## Recorded information:
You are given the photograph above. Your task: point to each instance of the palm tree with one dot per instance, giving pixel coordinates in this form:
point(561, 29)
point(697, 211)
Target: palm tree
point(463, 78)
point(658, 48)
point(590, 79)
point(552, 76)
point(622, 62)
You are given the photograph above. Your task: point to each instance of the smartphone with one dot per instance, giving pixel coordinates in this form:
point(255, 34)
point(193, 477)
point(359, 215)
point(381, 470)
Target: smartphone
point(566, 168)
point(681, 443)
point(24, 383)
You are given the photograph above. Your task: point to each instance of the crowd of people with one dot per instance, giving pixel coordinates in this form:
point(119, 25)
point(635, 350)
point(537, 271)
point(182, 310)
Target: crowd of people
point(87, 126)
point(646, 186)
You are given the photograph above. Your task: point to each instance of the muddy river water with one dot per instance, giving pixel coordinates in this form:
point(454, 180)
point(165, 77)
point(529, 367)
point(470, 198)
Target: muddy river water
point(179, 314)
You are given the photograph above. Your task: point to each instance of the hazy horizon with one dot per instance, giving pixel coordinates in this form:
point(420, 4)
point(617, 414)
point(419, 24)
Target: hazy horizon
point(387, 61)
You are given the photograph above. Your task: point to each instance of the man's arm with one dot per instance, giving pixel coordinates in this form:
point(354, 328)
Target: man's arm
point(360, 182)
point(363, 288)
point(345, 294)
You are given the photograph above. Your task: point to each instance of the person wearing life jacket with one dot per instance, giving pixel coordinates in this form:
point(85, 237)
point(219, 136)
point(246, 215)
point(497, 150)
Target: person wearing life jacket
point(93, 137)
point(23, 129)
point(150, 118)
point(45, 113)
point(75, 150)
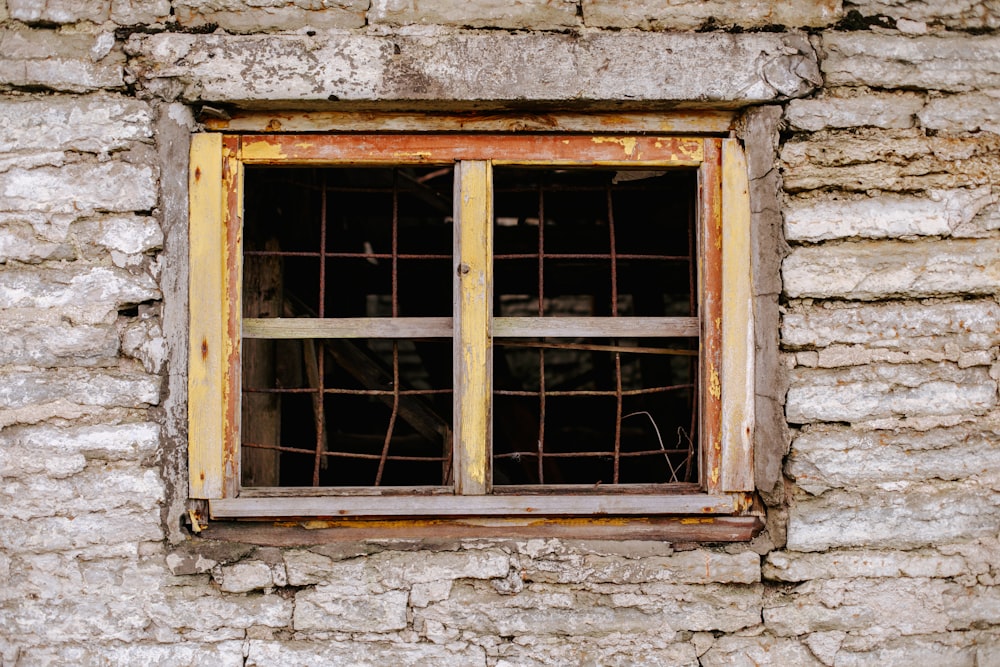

## Your objective:
Copy every one of the records above word for word, and leave the pictures out.

## Correct response:
You are given the photograph above. Your task: point to each instance of the palm tree with one dot per instance, giving pixel coordinates in this form:
point(561, 29)
point(697, 211)
Target: palm tree
point(463, 78)
point(658, 48)
point(590, 79)
point(552, 76)
point(622, 62)
You are given the photograph above. Your task: point to each instance of the smartphone with one dot per instance, giving pixel coordinates in this form:
point(255, 34)
point(193, 477)
point(359, 215)
point(381, 470)
Target: smartphone
point(566, 168)
point(681, 443)
point(24, 383)
You are given the photograph above. Your task: point to each instance of the crowd of people with one dot per instance, giving pixel coordinates in this form:
point(119, 25)
point(635, 350)
point(537, 271)
point(182, 310)
Target: crowd of people
point(87, 126)
point(646, 186)
You are given the photograph above. Your task: point to each instance of the muddy river water with one dot per instance, giving pixel coordinates in this form:
point(454, 180)
point(165, 77)
point(529, 367)
point(470, 198)
Target: muddy river water
point(179, 314)
You are given the photograph above. Your task: point to each instance of the hazy horizon with one dot per instance, giving pixel coordinates in this form:
point(420, 4)
point(617, 414)
point(419, 24)
Target: hazy horizon
point(387, 61)
You are given the photograph above. Your task: point to each instance of the man's arm with one dot per instance, giving pixel coordinates in this form:
point(354, 328)
Target: man's arm
point(360, 182)
point(363, 288)
point(345, 294)
You are given the photograph above. Your task: point to each instance of the person wearing life jacket with one dot per instance, giving pixel coordinates in this form:
point(85, 237)
point(219, 136)
point(246, 215)
point(497, 150)
Target: person wearing life jacket
point(93, 137)
point(23, 129)
point(150, 118)
point(45, 113)
point(75, 150)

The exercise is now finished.